[Start Text section]
Article 19 An enterprise as a legal person shall apply to the registration authority for making changes in its registration, or for registration for starting operations or for cancelling its registration, whenever it is split up, or merged with others or moved elsewhere, within 30 days after these changes are approved by the department in charge or by the authority for examination and approval.

Chapter VII Cancellation of Registration

Article 20 An enterprise as a legal person shall go through the procedures for cancelling its registration with the registration authority when it closes down, is dissolved, declares bankruptcy or terminates its business operations for other reasons.

Article 21 Whenever an enterprise as a legal person is to cancel its registration, it must submit an application signed by its legal representative, a document of approval issued by the department in charge or by the authority for examination and approval, a certificate showing the completion of the clearing up of its liabilities, or a document showing that a liquidation organization will be responsible for clearing up its creditor's rights and liabilities. The registration authority, after examining and approving the application, shall recall the Business License for Enterprise as a Legal Person, duplicates of the License, take over the official seal of the enterprise, and notify the banks at which it has opened an account of the cancellation of its registration.
[End Text section]
[Start Stored data]
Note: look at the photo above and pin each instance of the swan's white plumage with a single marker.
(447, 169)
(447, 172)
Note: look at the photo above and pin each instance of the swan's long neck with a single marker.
[End Stored data]
▶ **Stated goal**
Can you quote the passage on changing and canceling an enterprise's registration, from the start of Article 19 through the end of Article 21, word for word?

▶ **Final result**
Article 19 An enterprise as a legal person shall apply to the registration authority for making changes in its registration, or for registration for starting operations or for cancelling its registration, whenever it is split up, or merged with others or moved elsewhere, within 30 days after these changes are approved by the department in charge or by the authority for examination and approval.

Chapter VII Cancellation of Registration

Article 20 An enterprise as a legal person shall go through the procedures for cancelling its registration with the registration authority when it closes down, is dissolved, declares bankruptcy or terminates its business operations for other reasons.

Article 21 Whenever an enterprise as a legal person is to cancel its registration, it must submit an application signed by its legal representative, a document of approval issued by the department in charge or by the authority for examination and approval, a certificate showing the completion of the clearing up of its liabilities, or a document showing that a liquidation organization will be responsible for clearing up its creditor's rights and liabilities. The registration authority, after examining and approving the application, shall recall the Business License for Enterprise as a Legal Person, duplicates of the License, take over the official seal of the enterprise, and notify the banks at which it has opened an account of the cancellation of its registration.